*SOURCE MATERIAL:*
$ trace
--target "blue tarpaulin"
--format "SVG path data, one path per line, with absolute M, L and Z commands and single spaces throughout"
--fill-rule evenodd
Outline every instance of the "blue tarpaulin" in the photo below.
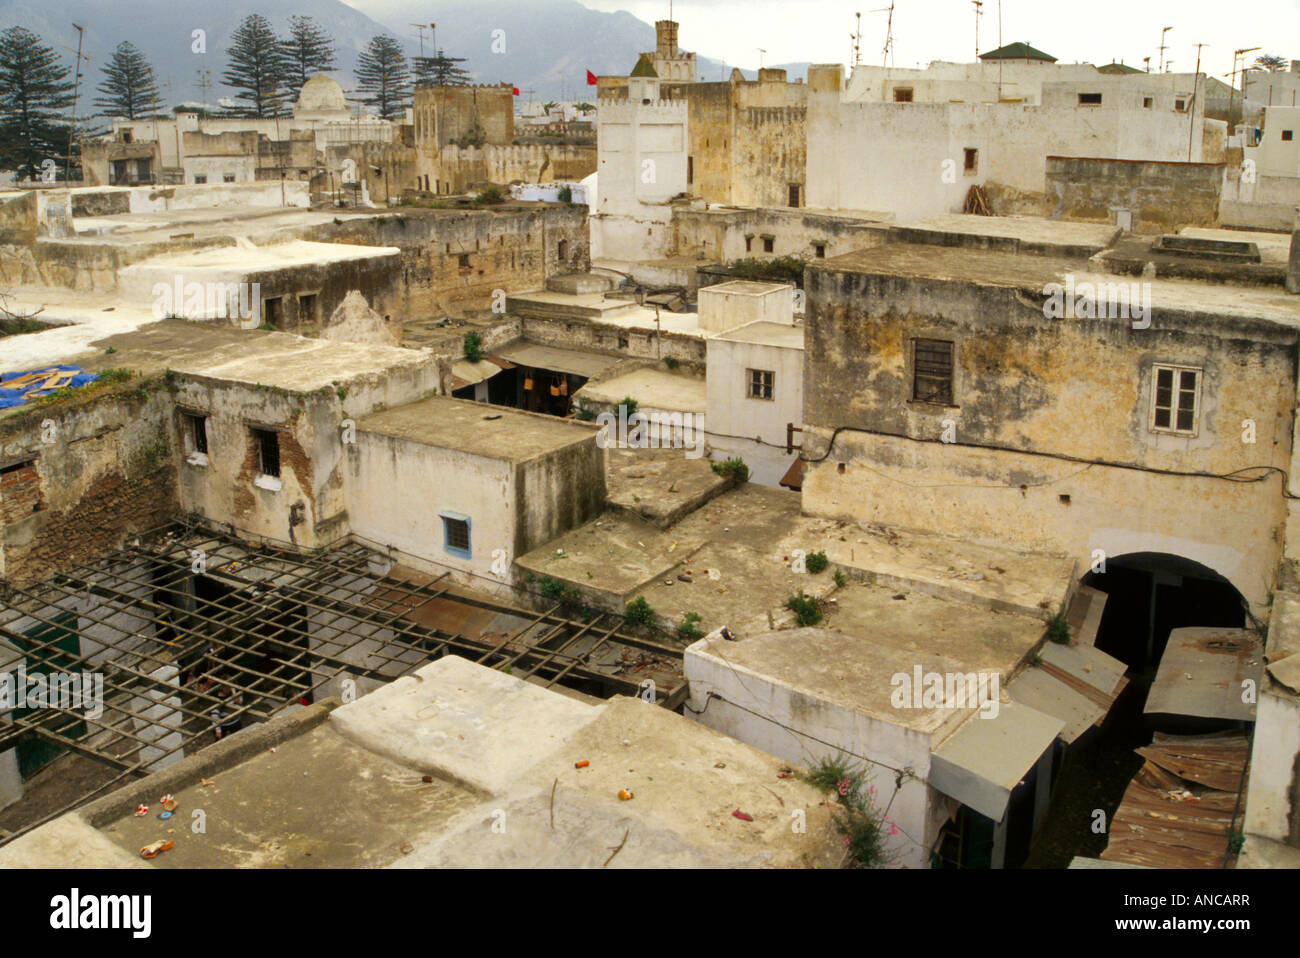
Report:
M 71 373 L 72 378 L 67 375 Z M 42 369 L 30 369 L 26 372 L 0 373 L 0 409 L 21 406 L 29 399 L 39 399 L 54 391 L 54 377 L 60 376 L 59 389 L 77 389 L 86 383 L 94 382 L 94 373 L 83 373 L 80 366 L 46 366 Z M 9 386 L 13 383 L 13 386 Z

*YOUR INSTRUCTIONS:* Scan the listing for the string "tarpaulin" and copy every line that carries it.

*EXERCISE RESPONSE:*
--target "blue tarpaulin"
Outline every instance of the "blue tarpaulin" in the photo below.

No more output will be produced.